#### Supplied passage
Garrison, North Dakota: City Government, Services, and Community

Garrison is a small city of 1,462 residents in McLean County, North Dakota, sitting on the southern shore of Lake Sakakawea — the reservoir created by Garrison Dam, which is the city's most consequential geographic fact. This page covers Garrison's population and demographics, economic profile, housing stock, schools, commuting patterns, disaster history, and municipal code, drawing on American Community Survey 2022 data, NCES school records, and FEMA declarations. It follows the same standard structure used for every town in the United States on Authority Network America.

Overview

Garrison (Census ACS 2022, population 1,462) sits in central North Dakota, roughly 100 miles north of Bismarck, in McLean County. It is not the county seat — that distinction belongs to Washburn — but Garrison functions as a regional service hub for the communities clustered around Lake Sakakawea. The city's existence in its current form is inseparable from the U.S. Army Corps of Engineers' Garrison Dam project, completed in 1953 on the Missouri River. The dam didn't just change the hydrology of the region; it relocated the original townsite and reshaped the local economy around recreation, tourism, and the lake itself. Before the dam, the Northern Pacific Railway had already established Garrison as a trade point for surrounding agricultural operations. The rail and the reservoir are the two founding forces that explain why the city is where it is and what it does.

#### Exercise instructions
a – Answer these questions from the text on Garrison, North Dakota.
(i) What population does it give for Garrison?
(ii) Which city is the county seat of McLean County?
(iii) In what year was Garrison Dam completed, and on which river?
b – Extend the text on Garrison, North Dakota, picking up after its final sentence.

#### Extracted data

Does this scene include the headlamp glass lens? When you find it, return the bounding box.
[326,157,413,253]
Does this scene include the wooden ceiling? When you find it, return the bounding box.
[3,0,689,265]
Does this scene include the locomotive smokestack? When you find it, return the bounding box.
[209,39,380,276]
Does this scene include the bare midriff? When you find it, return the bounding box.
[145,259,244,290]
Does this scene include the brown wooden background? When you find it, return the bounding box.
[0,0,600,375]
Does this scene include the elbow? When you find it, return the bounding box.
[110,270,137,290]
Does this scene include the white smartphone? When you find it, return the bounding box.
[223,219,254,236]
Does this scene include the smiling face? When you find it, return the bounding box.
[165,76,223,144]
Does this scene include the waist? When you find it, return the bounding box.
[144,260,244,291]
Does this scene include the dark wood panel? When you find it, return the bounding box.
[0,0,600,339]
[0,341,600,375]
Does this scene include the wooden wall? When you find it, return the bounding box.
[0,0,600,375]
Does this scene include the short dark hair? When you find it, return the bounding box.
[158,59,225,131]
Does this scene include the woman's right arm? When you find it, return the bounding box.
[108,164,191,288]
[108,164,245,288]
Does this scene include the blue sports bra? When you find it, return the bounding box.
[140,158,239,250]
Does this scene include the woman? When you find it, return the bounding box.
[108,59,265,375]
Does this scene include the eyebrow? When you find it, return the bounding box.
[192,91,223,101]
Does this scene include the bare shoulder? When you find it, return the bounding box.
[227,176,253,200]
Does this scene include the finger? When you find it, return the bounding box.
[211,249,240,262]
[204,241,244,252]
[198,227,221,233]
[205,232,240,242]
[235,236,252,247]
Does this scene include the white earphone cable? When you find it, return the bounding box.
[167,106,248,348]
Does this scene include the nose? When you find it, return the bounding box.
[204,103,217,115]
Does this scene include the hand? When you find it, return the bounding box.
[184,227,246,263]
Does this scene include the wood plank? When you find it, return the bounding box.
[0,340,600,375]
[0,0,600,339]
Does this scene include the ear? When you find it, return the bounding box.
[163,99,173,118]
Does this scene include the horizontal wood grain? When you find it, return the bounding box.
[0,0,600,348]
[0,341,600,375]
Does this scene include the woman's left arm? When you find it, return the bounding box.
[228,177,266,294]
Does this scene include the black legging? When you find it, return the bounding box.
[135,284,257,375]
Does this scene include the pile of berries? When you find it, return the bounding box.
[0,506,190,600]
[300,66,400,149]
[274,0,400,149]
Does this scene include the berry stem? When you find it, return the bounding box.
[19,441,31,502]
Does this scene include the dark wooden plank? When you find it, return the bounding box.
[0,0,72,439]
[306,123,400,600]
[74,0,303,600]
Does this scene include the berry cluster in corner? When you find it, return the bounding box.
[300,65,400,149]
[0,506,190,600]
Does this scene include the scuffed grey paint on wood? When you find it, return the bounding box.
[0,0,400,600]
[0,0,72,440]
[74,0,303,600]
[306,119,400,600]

#### Final answers
a –
(i) 1,462 residents
(ii) Washburn
(iii) 1953, on the Missouri River

b –
For deeper context on how North Dakota structures local and state governance, the North Dakota Government Authority site for Garrison covers municipal government operations in detail — ordinances, elected officials, and how city services are administered. The North Dakota state authority index provides broader orientation to the state's governmental and civic landscape.

People and Demographics

Garrison's median age is 50.4 years (Census ACS 2022, Table B01002). North Dakota's statewide median age sits in the high thirties, which means Garrison is meaningfully and measurably older than the state around it — roughly 12 to 13 years older, which is not a small gap. That kind of age profile tends to signal a community where retirement and near-retirement residents have stayed while younger cohorts have moved toward the state's larger employment centers.

Total households number 637, of which 387 are family households, and the average household size is 2.24 persons (Census ACS 2022, Table B09001). Children under 18 account for 319 of the population — a meaningful cohort given the city's size, and one that sustains the local school system. The racial composition is predominantly white (1,386 residents), with Asian residents numbering 33, Hispanic residents 35, and Black residents 13.

Economy and Employment

Median household income in Garrison is $70,813, and per capita income is $33,421 (Census ACS 2022, Table B19013). Those figures place Garrison roughly in line with North Dakota's rural income range, though below the state's overall median, which benefits from oil-sector wages concentrated in western counties like McKenzie and Williams.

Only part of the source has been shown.